## PROBLEMS TO WORK ON
a. In the passage on Jwamer Dishad's art, reproduce word for word the stretch from "In times of" to "that transcends nations.".
b. Work out how many lines of the entries contain the string "plank". Reply with the number alone.

## PASSAGE TO READ
____________

It is with a macabre surrealism that Kurdish artist Jwamer Dishad depicts his women. Contemplating the feminine subjects of his artwork, the viewer is inevitably led to recall the twofold struggle for independence that Kurdish women face – freedom from both foreign occupation and from a perniciously patriarchal society.

In times of war, the distinction between genders undergoes paradoxical shifts. The gap closes as women are thrust into conflict alongside men and demonstrate their formidable, and equal, capacity to defend and to fight. This gap also, however, tragically widens as the horrors of war expose the vulnerability of women to the sexual violence that inevitably accompanies it. In this way, Dishad’s art has a universal element to it, one that transcends nations.

Although the theme of war cannot be entirely extricated from Kurdish contemporary art, Dishad’s works are not confined to it. His female portraits also reflect a fight that unites women across borders and regardless of geopolitical states of affairs – the fight against male dominance.

____________

[Some entries]
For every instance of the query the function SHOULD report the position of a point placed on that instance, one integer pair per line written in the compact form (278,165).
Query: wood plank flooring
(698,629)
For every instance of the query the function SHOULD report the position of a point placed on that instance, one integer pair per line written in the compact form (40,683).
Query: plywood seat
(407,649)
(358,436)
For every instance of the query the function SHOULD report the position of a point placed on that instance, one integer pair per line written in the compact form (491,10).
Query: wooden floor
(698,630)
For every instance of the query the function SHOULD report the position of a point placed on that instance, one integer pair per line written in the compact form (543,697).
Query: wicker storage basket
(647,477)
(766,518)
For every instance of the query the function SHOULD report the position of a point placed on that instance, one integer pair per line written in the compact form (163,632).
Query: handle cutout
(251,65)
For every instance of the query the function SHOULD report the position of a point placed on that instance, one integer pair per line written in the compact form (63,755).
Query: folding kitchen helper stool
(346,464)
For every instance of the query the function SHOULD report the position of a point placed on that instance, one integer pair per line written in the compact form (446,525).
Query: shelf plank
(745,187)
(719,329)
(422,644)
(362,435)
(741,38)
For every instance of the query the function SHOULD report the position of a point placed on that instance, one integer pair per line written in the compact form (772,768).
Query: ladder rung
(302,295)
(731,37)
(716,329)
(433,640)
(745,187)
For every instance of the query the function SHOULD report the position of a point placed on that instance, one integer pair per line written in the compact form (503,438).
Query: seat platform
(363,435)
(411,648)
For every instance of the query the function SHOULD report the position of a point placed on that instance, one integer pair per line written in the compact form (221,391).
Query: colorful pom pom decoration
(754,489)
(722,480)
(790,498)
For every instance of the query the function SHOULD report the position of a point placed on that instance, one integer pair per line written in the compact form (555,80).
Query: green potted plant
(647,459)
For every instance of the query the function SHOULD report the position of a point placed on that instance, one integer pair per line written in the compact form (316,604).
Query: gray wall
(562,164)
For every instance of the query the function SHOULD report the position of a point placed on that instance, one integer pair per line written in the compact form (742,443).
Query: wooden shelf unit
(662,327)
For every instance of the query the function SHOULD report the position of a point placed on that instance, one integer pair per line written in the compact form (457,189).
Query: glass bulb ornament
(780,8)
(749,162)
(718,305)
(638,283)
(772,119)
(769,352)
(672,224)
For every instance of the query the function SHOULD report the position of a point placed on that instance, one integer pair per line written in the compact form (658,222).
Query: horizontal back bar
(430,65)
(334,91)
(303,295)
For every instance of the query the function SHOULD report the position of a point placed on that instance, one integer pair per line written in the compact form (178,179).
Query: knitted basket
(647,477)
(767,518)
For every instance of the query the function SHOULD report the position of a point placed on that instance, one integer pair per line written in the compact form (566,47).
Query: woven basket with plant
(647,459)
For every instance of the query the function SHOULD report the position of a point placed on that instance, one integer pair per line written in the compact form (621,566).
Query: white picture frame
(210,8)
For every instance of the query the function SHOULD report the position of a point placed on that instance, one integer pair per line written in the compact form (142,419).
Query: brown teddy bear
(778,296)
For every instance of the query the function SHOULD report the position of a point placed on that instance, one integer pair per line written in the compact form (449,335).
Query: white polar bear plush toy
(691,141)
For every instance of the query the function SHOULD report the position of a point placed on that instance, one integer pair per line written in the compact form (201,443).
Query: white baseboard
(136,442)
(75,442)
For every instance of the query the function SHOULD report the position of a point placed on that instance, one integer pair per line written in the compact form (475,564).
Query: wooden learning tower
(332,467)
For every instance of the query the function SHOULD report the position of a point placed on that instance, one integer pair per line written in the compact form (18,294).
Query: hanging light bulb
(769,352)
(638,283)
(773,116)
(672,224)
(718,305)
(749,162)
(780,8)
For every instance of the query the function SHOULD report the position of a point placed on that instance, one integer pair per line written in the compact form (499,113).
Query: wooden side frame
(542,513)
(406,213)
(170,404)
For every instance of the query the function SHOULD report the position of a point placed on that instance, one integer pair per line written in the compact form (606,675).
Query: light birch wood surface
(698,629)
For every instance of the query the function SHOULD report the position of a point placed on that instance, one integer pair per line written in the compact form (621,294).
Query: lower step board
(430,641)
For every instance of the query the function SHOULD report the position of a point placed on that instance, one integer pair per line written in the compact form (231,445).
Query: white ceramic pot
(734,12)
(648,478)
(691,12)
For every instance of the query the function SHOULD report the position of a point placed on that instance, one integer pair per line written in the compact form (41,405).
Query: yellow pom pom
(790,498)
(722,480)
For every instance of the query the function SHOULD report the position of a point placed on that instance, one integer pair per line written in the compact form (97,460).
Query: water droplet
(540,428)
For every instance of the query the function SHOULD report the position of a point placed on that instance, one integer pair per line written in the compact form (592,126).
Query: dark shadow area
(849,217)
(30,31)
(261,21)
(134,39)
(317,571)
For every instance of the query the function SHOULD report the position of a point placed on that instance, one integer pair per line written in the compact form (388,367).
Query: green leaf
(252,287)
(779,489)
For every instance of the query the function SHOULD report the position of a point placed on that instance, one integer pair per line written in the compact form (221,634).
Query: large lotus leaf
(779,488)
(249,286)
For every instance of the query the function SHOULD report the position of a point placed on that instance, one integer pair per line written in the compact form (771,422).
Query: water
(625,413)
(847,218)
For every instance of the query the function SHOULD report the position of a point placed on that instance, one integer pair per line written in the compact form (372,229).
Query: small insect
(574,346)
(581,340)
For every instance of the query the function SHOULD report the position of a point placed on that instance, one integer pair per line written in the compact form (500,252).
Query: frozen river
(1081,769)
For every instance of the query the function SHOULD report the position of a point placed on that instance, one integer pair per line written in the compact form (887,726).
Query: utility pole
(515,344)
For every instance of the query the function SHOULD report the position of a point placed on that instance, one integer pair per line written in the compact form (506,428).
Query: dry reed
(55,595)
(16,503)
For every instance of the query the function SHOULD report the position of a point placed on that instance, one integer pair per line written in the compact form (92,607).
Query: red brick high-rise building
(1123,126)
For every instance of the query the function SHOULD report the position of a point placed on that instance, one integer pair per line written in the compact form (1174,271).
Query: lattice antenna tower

____________

## REPLIES
a.
In times of war, the distinction between genders undergoes paradoxical shifts. The gap closes as women are thrust into conflict alongside men and demonstrate their formidable, and equal, capacity to defend and to fight. This gap also, however, tragically widens as the horrors of war expose the vulnerability of women to the sexual violence that inevitably accompanies it. In this way, Dishad’s art has a universal element to it, one that transcends nations.

b. 2